= Goal of the exercise =
Please retype the entire Invisible Boston exhibition text below, matching it word for word and line for line.

= Supplied passage =

BEGIN

Invisible Boston: Portrait of a City in Infrared
Gallery Exhibition, Children's Hospital Boston
March - June, 2007
There’s just something fascinating about light we cannot see. Beyond
the deepest shades of red the human eye can perceive lies the infrared. Colors
we don’t have words to describe mix with shades of light and dark that
often seem backwards.
It’s a strange world but one that is just as real as the world we are
used to seeing.
For several decades, photographers have been shooting film and, more recently,
digital photographs in infrared light. Until recently, however, these photos
have been limited to black-and-white and the false-color imagery of color IR
film.
Five years ago, I realized that a little known defect in digital cameras could
be exploited to create infrared photographs that have the colors we associate
with the everyday world mapped onto the tonal range of infrared light.
The result is a unique series of photographs that are hauntingly surreal, dreamlike,
and carry a sense of other place and other time while remaining intimately
familiar. They are both utterly impossible and just as true as the view out
your office window.
With this exhibit, I hope to share my fascination for this invisible city with
you or – if nothing else – give you something to ponder on the
elevator ride back up to that office.
The Invisible Boston exhibition is composed of one-dozen, limited
edition, museum-quality, archival photographs that are available for purchase.
Please contact
me for
details.
Invisible Boston is the premiere exhibit for the front lobby gallery
of the Children's Hospital Boston facility at 1295 Bolyston Street. Access
is limited to employees of the hospital and approved visitors.

END

= Entries shown =
BEGIN

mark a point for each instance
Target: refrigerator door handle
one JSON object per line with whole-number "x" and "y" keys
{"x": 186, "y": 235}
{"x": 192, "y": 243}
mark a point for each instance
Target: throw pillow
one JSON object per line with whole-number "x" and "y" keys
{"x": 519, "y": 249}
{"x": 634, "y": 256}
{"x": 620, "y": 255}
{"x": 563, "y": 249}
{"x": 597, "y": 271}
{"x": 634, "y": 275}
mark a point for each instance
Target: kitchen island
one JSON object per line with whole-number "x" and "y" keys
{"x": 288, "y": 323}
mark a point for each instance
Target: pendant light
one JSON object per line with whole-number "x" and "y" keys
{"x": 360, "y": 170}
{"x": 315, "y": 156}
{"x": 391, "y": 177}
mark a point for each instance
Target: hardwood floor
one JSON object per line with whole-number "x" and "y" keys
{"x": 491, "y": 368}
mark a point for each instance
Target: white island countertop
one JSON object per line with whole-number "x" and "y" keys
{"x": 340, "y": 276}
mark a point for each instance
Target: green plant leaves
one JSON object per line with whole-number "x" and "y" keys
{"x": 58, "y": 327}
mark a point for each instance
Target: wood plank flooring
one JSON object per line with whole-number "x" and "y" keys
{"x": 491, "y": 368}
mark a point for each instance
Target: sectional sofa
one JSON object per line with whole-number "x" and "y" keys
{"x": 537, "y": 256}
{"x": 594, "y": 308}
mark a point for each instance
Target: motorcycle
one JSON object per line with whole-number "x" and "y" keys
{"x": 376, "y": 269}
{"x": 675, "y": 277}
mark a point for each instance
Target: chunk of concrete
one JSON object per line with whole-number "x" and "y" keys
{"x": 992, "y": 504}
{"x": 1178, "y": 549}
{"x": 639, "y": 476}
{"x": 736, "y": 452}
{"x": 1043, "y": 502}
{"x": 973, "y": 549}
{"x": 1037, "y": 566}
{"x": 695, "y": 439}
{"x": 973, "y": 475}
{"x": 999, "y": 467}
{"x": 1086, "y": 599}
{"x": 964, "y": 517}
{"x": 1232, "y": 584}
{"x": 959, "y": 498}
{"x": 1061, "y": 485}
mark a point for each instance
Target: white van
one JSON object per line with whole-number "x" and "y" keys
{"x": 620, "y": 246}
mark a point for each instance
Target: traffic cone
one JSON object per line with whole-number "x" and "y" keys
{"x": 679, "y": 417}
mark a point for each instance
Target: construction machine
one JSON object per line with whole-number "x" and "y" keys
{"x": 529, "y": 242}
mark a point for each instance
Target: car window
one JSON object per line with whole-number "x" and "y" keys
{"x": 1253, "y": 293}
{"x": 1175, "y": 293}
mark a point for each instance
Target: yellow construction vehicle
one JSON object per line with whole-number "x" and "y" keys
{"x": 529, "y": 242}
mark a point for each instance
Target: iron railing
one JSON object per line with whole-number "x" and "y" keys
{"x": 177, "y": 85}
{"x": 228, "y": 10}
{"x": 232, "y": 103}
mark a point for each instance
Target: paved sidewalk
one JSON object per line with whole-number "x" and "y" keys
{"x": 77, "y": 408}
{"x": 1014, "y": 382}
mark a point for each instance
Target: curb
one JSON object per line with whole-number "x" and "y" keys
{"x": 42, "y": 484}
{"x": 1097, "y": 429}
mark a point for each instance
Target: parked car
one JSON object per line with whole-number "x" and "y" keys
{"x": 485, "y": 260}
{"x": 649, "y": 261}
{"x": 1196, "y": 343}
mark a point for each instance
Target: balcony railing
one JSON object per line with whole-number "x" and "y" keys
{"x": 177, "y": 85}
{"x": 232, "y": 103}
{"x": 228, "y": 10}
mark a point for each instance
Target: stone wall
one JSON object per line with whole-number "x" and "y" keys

END

= Response to this task =
Invisible Boston: Portrait of a City in Infrared
Gallery Exhibition, Children's Hospital Boston
March - June, 2007
There’s just something fascinating about light we cannot see. Beyond
the deepest shades of red the human eye can perceive lies the infrared. Colors
we don’t have words to describe mix with shades of light and dark that
often seem backwards.
It’s a strange world but one that is just as real as the world we are
used to seeing.
For several decades, photographers have been shooting film and, more recently,
digital photographs in infrared light. Until recently, however, these photos
have been limited to black-and-white and the false-color imagery of color IR
film.
Five years ago, I realized that a little known defect in digital cameras could
be exploited to create infrared photographs that have the colors we associate
with the everyday world mapped onto the tonal range of infrared light.
The result is a unique series of photographs that are hauntingly surreal, dreamlike,
and carry a sense of other place and other time while remaining intimately
familiar. They are both utterly impossible and just as true as the view out
your office window.
With this exhibit, I hope to share my fascination for this invisible city with
you or – if nothing else – give you something to ponder on the
elevator ride back up to that office.
The Invisible Boston exhibition is composed of one-dozen, limited
edition, museum-quality, archival photographs that are available for purchase.
Please contact
me for
details.
Invisible Boston is the premiere exhibit for the front lobby gallery
of the Children's Hospital Boston facility at 1295 Bolyston Street. Access
is limited to employees of the hospital and approved visitors.